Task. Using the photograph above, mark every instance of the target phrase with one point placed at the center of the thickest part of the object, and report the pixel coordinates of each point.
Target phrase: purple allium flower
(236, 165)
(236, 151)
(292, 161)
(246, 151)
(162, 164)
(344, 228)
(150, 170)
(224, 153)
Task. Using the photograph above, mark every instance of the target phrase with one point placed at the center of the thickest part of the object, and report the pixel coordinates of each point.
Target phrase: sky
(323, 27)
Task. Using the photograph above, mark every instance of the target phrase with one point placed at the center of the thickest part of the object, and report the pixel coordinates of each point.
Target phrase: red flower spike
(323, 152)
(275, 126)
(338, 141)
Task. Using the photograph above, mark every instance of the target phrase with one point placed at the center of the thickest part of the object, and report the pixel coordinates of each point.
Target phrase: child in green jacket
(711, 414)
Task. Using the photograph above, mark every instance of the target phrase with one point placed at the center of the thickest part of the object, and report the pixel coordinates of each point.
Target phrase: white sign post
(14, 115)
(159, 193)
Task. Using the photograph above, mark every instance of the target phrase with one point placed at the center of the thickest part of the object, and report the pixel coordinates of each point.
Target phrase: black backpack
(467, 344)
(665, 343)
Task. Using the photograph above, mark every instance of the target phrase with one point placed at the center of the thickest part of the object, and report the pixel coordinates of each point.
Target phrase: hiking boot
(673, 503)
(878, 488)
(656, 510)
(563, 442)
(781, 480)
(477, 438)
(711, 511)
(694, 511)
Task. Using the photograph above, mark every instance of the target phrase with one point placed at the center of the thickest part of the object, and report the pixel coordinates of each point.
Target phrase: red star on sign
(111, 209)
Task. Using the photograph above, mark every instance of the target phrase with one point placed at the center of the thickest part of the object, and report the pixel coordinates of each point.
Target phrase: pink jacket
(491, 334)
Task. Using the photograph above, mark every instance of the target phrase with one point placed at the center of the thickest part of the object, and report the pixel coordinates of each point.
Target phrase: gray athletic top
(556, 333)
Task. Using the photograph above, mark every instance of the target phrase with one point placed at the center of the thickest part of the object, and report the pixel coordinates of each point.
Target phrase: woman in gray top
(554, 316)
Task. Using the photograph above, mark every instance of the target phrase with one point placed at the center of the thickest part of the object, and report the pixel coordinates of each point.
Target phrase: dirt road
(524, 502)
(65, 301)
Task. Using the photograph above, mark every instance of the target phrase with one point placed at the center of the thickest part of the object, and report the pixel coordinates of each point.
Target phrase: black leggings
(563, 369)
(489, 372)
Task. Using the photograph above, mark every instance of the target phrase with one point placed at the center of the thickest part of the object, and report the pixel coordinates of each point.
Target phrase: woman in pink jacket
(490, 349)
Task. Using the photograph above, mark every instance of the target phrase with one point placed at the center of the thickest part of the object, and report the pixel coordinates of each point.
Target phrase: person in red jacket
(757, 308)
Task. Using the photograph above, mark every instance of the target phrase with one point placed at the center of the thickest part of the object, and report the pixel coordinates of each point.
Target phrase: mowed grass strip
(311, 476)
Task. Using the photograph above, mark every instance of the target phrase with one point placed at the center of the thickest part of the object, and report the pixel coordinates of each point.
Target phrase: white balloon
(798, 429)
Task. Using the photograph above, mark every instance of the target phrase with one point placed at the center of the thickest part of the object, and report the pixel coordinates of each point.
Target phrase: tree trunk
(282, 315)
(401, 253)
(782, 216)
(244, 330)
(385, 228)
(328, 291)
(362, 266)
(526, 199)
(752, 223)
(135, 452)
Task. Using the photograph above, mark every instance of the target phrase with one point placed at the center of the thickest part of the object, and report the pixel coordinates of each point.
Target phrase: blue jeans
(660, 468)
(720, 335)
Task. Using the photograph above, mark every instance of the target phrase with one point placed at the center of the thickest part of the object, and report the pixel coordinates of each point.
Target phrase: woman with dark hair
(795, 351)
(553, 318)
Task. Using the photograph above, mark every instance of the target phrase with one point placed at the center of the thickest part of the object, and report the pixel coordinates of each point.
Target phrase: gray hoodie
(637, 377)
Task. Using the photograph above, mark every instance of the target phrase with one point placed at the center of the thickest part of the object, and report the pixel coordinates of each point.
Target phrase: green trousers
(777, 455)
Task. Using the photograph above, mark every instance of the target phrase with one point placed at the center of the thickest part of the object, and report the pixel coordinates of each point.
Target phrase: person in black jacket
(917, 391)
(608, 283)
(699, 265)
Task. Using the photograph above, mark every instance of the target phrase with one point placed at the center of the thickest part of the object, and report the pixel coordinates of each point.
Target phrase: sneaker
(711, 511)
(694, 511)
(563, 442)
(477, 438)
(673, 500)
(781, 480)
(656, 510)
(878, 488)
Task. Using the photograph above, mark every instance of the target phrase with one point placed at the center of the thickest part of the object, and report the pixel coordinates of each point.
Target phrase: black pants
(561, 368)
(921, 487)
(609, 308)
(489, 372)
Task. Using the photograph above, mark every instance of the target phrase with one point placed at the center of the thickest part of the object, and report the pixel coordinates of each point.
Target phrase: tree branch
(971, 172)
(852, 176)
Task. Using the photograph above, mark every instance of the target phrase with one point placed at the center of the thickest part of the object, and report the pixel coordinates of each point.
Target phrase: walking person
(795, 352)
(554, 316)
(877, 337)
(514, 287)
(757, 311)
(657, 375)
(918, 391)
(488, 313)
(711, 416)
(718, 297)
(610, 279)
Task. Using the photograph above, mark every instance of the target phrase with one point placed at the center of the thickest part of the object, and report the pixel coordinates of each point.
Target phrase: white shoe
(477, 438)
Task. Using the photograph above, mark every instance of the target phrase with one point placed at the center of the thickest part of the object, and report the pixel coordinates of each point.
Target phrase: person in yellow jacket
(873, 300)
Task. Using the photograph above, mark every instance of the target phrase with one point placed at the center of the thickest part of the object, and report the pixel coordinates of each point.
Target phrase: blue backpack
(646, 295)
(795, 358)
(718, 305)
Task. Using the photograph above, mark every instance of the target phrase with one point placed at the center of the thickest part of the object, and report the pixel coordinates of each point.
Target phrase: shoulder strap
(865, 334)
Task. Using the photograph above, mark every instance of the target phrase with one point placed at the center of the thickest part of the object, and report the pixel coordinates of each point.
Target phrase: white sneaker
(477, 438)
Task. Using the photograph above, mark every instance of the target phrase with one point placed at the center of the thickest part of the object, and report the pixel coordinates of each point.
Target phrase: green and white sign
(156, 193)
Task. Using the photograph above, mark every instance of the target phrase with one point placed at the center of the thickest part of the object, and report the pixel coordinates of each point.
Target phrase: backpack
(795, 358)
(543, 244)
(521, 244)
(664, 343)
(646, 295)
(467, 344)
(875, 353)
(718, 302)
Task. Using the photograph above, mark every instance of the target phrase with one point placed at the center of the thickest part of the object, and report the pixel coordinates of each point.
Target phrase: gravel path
# # # # # # #
→ EXERCISE DESCRIPTION:
Whatever appears in the data above must be copied word for word.

→ SOLUTION TO THE EXERCISE:
Task. Using the photograph above, mark every instance of the target phrase with one point placed at the center of the thickest part of the object, and report the pixel coordinates of each point.
Target phrase: purple allium flower
(236, 165)
(236, 151)
(292, 161)
(246, 151)
(162, 164)
(344, 228)
(150, 170)
(224, 153)
Task. Using the photograph above, mark every instance of the target phrase with one point placed at the center of the thickest part of the object, and report the pixel coordinates of each point.
Target phrase: sky
(323, 27)
Task. Using the photograph above, mark every instance of the target phrase with one point placed at the center of the thickest part of the object, and report the pixel coordinates of each point.
Target phrase: red flower spike
(323, 152)
(275, 126)
(338, 141)
Task. Using the photograph above, mark every instance of the target phrase with one point placed at the center of the thickest part of the object, and report the pixel coordinates of each point.
Target phrase: child in green jacket
(711, 414)
Task. Using the photograph above, mark every instance of the target phrase with one point placed at the center of the thickest part of the object, and report the pixel coordinates of each point.
Target phrase: white sign post
(14, 115)
(159, 193)
Task. Using the photograph above, mark every instance of the target phrase with one point placed at the center of the thickest part of the object, and report the pixel coordinates of each point.
Target phrase: black backpack
(467, 344)
(665, 343)
Task. Using the photograph above, mark every instance of the target phrase with one point placed at the center of the thickest part of the object, and report the pixel coordinates of each point.
Target phrase: hiking boot
(673, 503)
(878, 488)
(656, 510)
(563, 442)
(781, 480)
(477, 438)
(711, 511)
(694, 511)
Task. Using the photograph above, mark every instance of the target phrase with one point placed at the center of the thickest part of the object, and report the pixel coordinates of each point.
Target phrase: red star on sign
(111, 209)
Task. Using the photograph above, mark every instance of the target phrase with one point placed at the center of the thickest part of the object, and report the pixel coordinates of each point.
Target phrase: pink jacket
(491, 334)
Task. Using the photograph above, mark every instance of the target phrase with one point placed at the center of the thickest part of the object, and report the pixel coordinates of each point.
Target phrase: gray athletic top
(556, 333)
Task. Using the photograph above, mark every instance of the target phrase with one point placed at the center of the thickest part of the object, and report the pixel coordinates of each point.
Target phrase: woman in gray top
(554, 316)
Task. Using the photograph above, mark every instance of the target phrase with one point placed at the center of the thickest part of the object, and report the pixel coordinates of each point.
Target phrase: dirt road
(524, 502)
(65, 301)
Task. Using the photograph above, mark every instance of the target phrase with one point placed at the center of the thickest part of the object, and report the pixel coordinates of each point.
Target phrase: black leggings
(563, 369)
(489, 372)
Task. Using the photograph above, mark every instance of the target phrase with one point placed at the center of the thickest part of the object, and report the pixel coordinates of each point.
Target phrase: woman in pink jacket
(490, 349)
Task. Using the photograph above, mark every instance of the target phrase with one point placed at the center of the thickest part of the object, and report the pixel coordinates of each point.
Target phrase: person in red jacket
(757, 308)
Task. Using the photograph above, mark every instance of the target phrase with one point placed at the center of the thickest part of the object, and report the pixel coordinates of each point.
Target phrase: mowed grass strip
(311, 476)
Task. Using the photograph above, mark every instance of the target phrase with one point placed at the center of the thickest part of the object, and report the pixel coordinates of each point.
Target phrase: white balloon
(798, 429)
Task. Using the photograph above, mark every instance of the target phrase with one point placed at the center of the thickest part of the object, and report the pixel coordinates of each point.
Target phrase: tree trunk
(282, 315)
(401, 253)
(782, 216)
(244, 330)
(385, 228)
(328, 291)
(362, 266)
(526, 199)
(752, 223)
(135, 452)
Task. Using the photograph above, mark every instance of the target phrase with one point placed at the center of the thickest part of the object, and report the pixel coordinates of each point.
Target phrase: blue jeans
(660, 468)
(720, 335)
Task. Using the photograph above, mark every instance of the target phrase with one point placed at the center of the thickest part of the object, and report the pixel coordinates of each point.
Target phrase: woman with dark hair
(795, 351)
(553, 318)
Task. Using the photograph above, mark every instance of the target phrase with one point placed at the center of the thickest part of the object, and report the pixel coordinates of each point.
Target phrase: gray hoodie
(637, 377)
Task. Using the photograph above, mark every instance of the target phrase with one point placed at the center of the thickest part of the object, and report the pixel coordinates of each point.
Target phrase: green trousers
(777, 455)
Task. Using the photograph above, mark every instance of the target phrase with one point placed at the center of the thickest part of the object, and report the pixel coordinates of each point.
Target phrase: person in black jacket
(917, 391)
(608, 283)
(699, 265)
Task. Using the photograph above, mark every instance of the target phrase with one point placed at the center of the thickest part of the object, and report the pixel coordinates of each point.
Target phrase: sneaker
(711, 511)
(694, 511)
(563, 442)
(477, 438)
(673, 500)
(781, 480)
(656, 510)
(878, 488)
Task. Using the photograph above, mark every instance of the target phrase with one point placed at the center of the thickest part of the object, and report the pixel coordinates of each point.
Target phrase: black pants
(561, 368)
(921, 487)
(609, 308)
(489, 372)
Task. Using the photograph above, mark every instance of the target phrase with one point placed at the center of the thickest part of the object, and report the pixel coordinates of each point.
Target phrase: tree branch
(971, 172)
(852, 176)
Task. Using the photograph above, mark every instance of the target phrase with one point placed at the center of the thickest part of the object, and report the pixel coordinates of each point.
Target phrase: walking person
(795, 352)
(554, 316)
(877, 337)
(514, 287)
(757, 311)
(657, 375)
(918, 391)
(488, 313)
(711, 416)
(718, 297)
(610, 279)
Task. Using the photograph above, mark every instance of the target phrase with one point placed at the center of the thickest part of the object, and report the pixel coordinates of each point.
Target phrase: white shoe
(477, 438)
Task. Using the photograph above, mark every instance of the target phrase with one point placed at the center of the thickest part of the object, and report the pixel coordinates of each point.
Target phrase: person in yellow jacket
(873, 300)
Task. Using the photograph above, mark every instance of the target phrase with one point placed at the center of the thickest part of the object, and report the pixel coordinates of each point.
Target phrase: blue backpack
(646, 295)
(795, 358)
(718, 305)
Task. Using the photograph above, mark every instance of the target phrase with one point placed at the center of the thickest part of the object, and report the pixel coordinates of each point.
Target phrase: shoulder strap
(865, 334)
Task. Using the photograph above, mark every instance of the target phrase with one point placed at the center of the thickest part of the object, and report the pixel coordinates of each point.
Target phrase: white sneaker
(477, 438)
Task. Using the photograph above, mark every instance of the target phrase with one point placed at the center of the thickest part of the object, and report the pixel coordinates of each point.
Target phrase: green and white sign
(156, 193)
Task. Using the photograph above, mark every instance of the target phrase with one point placed at the center of the thickest part of the object, and report the pixel coordinates of each point.
Target phrase: backpack
(795, 358)
(543, 244)
(521, 244)
(664, 343)
(646, 295)
(467, 344)
(875, 353)
(718, 302)
Task. Using the photograph above, mark every instance of the target phrase with one point placed at the center of the thickest part of the object, and report the pixel coordinates of each point.
Target phrase: gravel path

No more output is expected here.